▸ **TEXTAUSZUG**:
####################
Lüneburger Heide. Wetterkapriolen lassen Erträge in diesem Jahr beträchtlich schrumpfen. Worauf sich Fans der gesunden Knolle gefasst machen müssen.
Biokartoffeln werden knapper: Dieser Trend zeichnet sich nach dem Beginn der diesjährigen Erntesaison bereits ab. Wahrscheinlich dürften die gesunden Knollen deshalb auch teurer werden. Die Erzeuger von Bio-Speisekartoffeln leiden quasi bundesweit unter massiven Ernteausfällen – aktuell sogar bis zu zwei Drittel pro Hektar im Vergleich zum Vorjahr (Beispiel aus dem Heidekreis).
In den vergangenen Jahren waren häufig lange Dürreperioden dafür verantwortlich, dass die Ernte-Erträge schrumpften, die Kosten aber wegen der ständigen Bewässerung gleichzeitig in die Höhe schnellten. In dieser Saison machen den Kartoffelbauern dagegen andere Wetterkapriolen das Leben schwer – vor allem die viele kräftigen Niederschläge.
Massive Ernteausfälle bei Bio-Kartoffeln: Mild-feuchtes Klima verantwortlich
„Diese kontinuierlichen Niederschlagsereignisse im Wechsel mit warmen Perioden sorgen in diesem Sommer für ein ungewöhnlich mild-feuchtes Klima, und das bietet die besten Bedingungen für Pilzerkrankungen“, sagt Josephine Hardt, Geschäftsführerin des Bundesverbands der Bio-Kartoffel-Erzeuger (BKE).
Dabei gebe es regional große Unterschiede. Doch Bayern und Niedersachsen mit den größten Anbauflächen für Bio-Kartoffeln seien naturgemäß am meisten betroffen, so Hardt.
Und die Biobauern trifft das vermehrte Auftreten der Krautfäule besonders hart, denn im Gegensatz zur konventionellen Landwirtschaft stehen ihnen keine Fungizide zur Bekämpfung der Pilzerkrankung zur Verfügung, damit keine Chemie den ökologischen Anbau gefährdet.
Einsatz von Kupfer ist im Biobereich umstritten
Lediglich der Einsatz von Kupfer zur Eindämmung der Krautfäule wird diskutiert – wobei das Schwermetall unter den Biobauern umstritten ist. Demeter-Höfe dürfen es zum Beispiel nicht einsetzen, andere Verbandsbetriebe nur in Ausnahmefällen.
####################
▸ **BEREITGESTELLTES MATERIAL**:

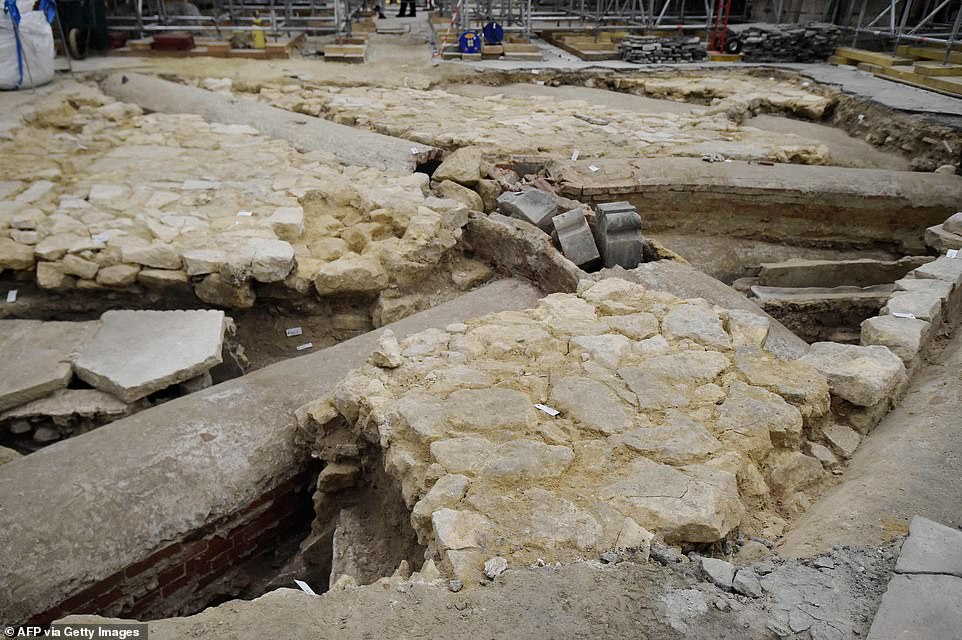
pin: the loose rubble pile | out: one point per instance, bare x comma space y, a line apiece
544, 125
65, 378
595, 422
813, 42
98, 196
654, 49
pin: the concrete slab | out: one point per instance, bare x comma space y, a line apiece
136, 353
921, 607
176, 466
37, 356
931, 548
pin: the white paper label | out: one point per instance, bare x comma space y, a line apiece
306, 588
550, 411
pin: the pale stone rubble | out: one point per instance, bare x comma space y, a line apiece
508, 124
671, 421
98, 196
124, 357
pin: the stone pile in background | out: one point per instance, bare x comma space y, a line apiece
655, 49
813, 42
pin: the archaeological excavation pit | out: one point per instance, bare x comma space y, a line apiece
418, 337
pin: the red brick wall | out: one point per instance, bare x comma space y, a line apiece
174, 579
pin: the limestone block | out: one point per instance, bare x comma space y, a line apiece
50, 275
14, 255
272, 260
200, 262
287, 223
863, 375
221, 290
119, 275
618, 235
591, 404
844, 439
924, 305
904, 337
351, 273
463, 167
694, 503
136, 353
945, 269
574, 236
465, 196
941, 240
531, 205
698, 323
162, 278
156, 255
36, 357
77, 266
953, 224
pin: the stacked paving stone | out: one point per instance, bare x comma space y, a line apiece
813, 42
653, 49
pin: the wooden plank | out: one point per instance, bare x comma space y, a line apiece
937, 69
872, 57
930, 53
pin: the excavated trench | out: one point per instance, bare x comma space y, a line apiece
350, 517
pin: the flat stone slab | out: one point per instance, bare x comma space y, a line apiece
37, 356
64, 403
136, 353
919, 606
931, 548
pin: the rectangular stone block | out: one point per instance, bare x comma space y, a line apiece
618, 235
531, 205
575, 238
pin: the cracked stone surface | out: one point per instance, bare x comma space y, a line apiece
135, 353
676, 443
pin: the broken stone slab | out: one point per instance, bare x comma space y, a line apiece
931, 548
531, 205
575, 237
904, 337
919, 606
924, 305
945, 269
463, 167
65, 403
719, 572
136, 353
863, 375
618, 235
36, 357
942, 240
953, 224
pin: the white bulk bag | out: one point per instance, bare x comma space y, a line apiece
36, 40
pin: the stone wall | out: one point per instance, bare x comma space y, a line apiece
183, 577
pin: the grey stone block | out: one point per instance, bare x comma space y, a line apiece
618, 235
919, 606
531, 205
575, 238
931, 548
####################
▸ **GESTELLTE AUFGABE A**: Gib den Text über Biokartoffeln wortgetreu wieder, beginnend bei „Und die Biobauern“ und endend bei „nur in Ausnahmefällen.“.
▸ **GESTELLTE AUFGABE B**: Welche Funktion hat Josephine Hardt laut dem Text über Biokartoffeln?

▸ **FERTIGE ANTWORT A**:
Und die Biobauern trifft das vermehrte Auftreten der Krautfäule besonders hart, denn im Gegensatz zur konventionellen Landwirtschaft stehen ihnen keine Fungizide zur Bekämpfung der Pilzerkrankung zur Verfügung, damit keine Chemie den ökologischen Anbau gefährdet.
Einsatz von Kupfer ist im Biobereich umstritten
Lediglich der Einsatz von Kupfer zur Eindämmung der Krautfäule wird diskutiert – wobei das Schwermetall unter den Biobauern umstritten ist. Demeter-Höfe dürfen es zum Beispiel nicht einsetzen, andere Verbandsbetriebe nur in Ausnahmefällen.

▸ **FERTIGE ANTWORT B**: Sie ist Geschäftsführerin des Bundesverbands der Bio-Kartoffel-Erzeuger (BKE).